start

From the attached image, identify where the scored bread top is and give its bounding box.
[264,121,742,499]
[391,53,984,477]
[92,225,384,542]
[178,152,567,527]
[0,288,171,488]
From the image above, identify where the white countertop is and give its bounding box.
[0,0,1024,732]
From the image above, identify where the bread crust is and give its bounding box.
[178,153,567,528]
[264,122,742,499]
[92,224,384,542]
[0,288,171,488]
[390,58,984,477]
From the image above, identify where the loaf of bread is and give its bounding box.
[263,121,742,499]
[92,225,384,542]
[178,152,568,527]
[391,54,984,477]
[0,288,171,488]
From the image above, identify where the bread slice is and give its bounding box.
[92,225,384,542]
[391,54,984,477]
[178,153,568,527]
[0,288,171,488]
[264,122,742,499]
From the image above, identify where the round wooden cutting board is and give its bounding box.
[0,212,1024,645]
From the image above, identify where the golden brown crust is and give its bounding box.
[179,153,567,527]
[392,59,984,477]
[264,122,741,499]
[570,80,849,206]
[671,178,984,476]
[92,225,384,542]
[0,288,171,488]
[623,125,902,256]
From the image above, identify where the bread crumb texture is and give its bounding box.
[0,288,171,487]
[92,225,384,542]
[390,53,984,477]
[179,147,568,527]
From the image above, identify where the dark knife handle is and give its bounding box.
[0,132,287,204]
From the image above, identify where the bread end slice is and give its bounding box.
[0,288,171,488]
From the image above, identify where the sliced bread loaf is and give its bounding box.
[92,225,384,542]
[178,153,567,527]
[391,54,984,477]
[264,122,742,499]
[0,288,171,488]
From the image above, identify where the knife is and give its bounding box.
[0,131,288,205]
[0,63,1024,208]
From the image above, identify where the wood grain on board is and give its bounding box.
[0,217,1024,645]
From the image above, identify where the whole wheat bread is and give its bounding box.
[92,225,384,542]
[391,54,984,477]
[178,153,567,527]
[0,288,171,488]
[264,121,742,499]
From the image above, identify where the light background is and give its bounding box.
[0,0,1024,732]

end

● Work to do:
Write out all of the items above again, substituting "box coordinates" for every occurrence of "bounding box" and leaving the rest of the text unchanged.

● Right answer:
From the attached image, identify where the scored bread top is and give its box coordinates.
[264,121,742,499]
[391,53,984,477]
[92,225,384,542]
[178,152,567,527]
[0,288,171,488]
From the image above, identify where the white countertop is and give its box coordinates.
[0,0,1024,732]
From the image above, identify where the bread crust is and give its box coordinates.
[178,153,567,528]
[264,122,742,499]
[92,224,384,542]
[0,288,171,488]
[390,58,984,477]
From the image above, identify where the loaf of bread is and give its box coordinates.
[263,121,742,499]
[92,225,384,542]
[178,152,568,527]
[391,54,984,477]
[0,288,171,488]
From the image above, identify where the bread slice is and give its box coordinates.
[92,225,384,542]
[391,54,984,477]
[178,153,568,527]
[0,288,171,488]
[264,122,742,499]
From the image above, identify where the round wooden cutting board is and give its box coordinates.
[0,212,1024,645]
From the image above, identify where the golden brown crust is and give its box coordinates.
[179,153,567,527]
[392,59,984,477]
[264,122,741,499]
[570,80,849,206]
[671,178,984,476]
[92,225,384,542]
[0,288,171,488]
[623,125,902,256]
From the image above, identify where the bread crumb texture is and give its box coordinates.
[0,288,171,487]
[92,225,384,542]
[390,53,984,477]
[179,147,568,527]
From the image above, identify where the dark knife handle is and give its box coordinates.
[0,132,287,204]
From the image above, identify where the bread end slice is and give its box coordinates.
[0,288,171,488]
From the image above, identify where the sliced bread loaf is and give its box coordinates.
[92,225,384,542]
[178,153,567,527]
[391,54,984,477]
[264,122,742,499]
[0,288,171,488]
From the image above, identify where the knife is and give its box coordinates.
[0,131,288,205]
[0,63,1024,208]
From the image above, identify where the wood grain on board is and give its box coordinates.
[0,217,1024,645]
From the image above, identify where the whole wheat bread is and give its box coordinates.
[92,225,384,542]
[391,54,984,477]
[178,153,567,527]
[0,288,171,488]
[264,121,742,499]
From the image above, identify where the light background is and give its box coordinates.
[0,0,1024,732]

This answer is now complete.